* [What to do]
Rewrite the records below, swapping "Annotate" for "Mark" wherever it occurs and leaving everything else unchanged.

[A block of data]
— begin —

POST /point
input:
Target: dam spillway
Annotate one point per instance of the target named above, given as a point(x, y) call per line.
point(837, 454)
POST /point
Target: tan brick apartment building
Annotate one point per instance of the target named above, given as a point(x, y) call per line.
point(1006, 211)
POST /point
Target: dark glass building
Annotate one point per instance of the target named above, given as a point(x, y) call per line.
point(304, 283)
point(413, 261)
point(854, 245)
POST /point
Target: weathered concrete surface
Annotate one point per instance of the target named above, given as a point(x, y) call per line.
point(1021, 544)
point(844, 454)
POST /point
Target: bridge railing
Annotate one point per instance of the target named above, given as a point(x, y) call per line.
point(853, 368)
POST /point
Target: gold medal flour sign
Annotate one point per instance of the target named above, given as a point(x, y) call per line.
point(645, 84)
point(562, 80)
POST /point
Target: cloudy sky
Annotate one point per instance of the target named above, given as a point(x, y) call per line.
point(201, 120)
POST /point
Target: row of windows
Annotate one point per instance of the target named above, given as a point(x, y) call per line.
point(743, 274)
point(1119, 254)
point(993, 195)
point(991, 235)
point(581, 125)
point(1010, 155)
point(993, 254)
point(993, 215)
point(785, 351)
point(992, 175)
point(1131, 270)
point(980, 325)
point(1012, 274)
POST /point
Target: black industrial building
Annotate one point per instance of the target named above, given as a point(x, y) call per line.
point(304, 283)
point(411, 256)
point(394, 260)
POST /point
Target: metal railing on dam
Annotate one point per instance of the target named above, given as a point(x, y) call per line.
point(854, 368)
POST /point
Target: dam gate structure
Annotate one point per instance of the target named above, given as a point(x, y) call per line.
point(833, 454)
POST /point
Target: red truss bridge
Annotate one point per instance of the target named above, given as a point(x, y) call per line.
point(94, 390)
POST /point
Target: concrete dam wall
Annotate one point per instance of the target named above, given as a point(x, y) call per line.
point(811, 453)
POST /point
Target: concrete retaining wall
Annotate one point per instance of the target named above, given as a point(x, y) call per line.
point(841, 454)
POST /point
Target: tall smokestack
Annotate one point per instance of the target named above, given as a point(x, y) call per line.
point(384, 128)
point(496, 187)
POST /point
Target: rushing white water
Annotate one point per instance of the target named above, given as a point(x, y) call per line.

— end —

* [Reply]
POST /point
input:
Target: dam spillway
Mark one point per instance of the target named above, given as a point(x, y) call per line.
point(837, 454)
POST /point
Target: tan brick apartment building
Mark one point per instance of the target named above, given as a point(x, y) call per line.
point(1006, 211)
POST /point
Target: dark glass building
Mark one point per instance of the target named above, given as a point(x, y) call per line.
point(304, 283)
point(413, 261)
point(854, 245)
POST /point
Target: weathered concrete surface
Mark one point per instance of the target named above, given as a point(x, y) call per line.
point(1021, 544)
point(844, 454)
POST /point
Target: bridge railing
Mark one point per instance of the target named above, given as a point(x, y) call per line.
point(853, 368)
POST /point
Target: gold medal flour sign
Mark one point per instance of the target named above, given as a point(x, y) call per line.
point(645, 84)
point(562, 80)
POST /point
Target: cloudy sky
Mark one point per instance of the target named above, given as a point(x, y) call per line.
point(201, 120)
POST /point
Target: row of windows
Mark one point per instance of the target named above, given as a point(x, y) call per line.
point(743, 274)
point(1119, 254)
point(993, 195)
point(991, 235)
point(581, 125)
point(1010, 155)
point(993, 254)
point(993, 215)
point(785, 351)
point(992, 175)
point(1131, 270)
point(980, 325)
point(1012, 274)
POST /point
Target: black industrial building
Mark one point per instance of the target named above, given as a point(x, y) call per line.
point(304, 283)
point(411, 256)
point(394, 260)
POST /point
Target: metal railing on dam
Mark one point per instance of the target named above, given as a point(x, y) call per line.
point(854, 368)
POST /point
Target: dam gate structure
Mark one point per instance of the target named above, given as a point(x, y) call per line.
point(833, 454)
POST /point
Target: red truss bridge
Mark one point per instance of the target named above, given as a point(x, y) call per line.
point(94, 390)
POST /point
Target: concrete dam wall
Mark one point per instance of the target named above, given as a point(x, y) call per line.
point(811, 453)
POST /point
Target: concrete retaining wall
Mark one point per instance of the target named above, given as a point(x, y) call per line.
point(841, 454)
POST /point
Target: tall smokestack
Mark one point per instance of the target named above, given as a point(x, y) call per line.
point(384, 128)
point(496, 187)
POST /point
Target: rushing white water
Mark one point per instance of the target named above, given as a point(x, y) call per line.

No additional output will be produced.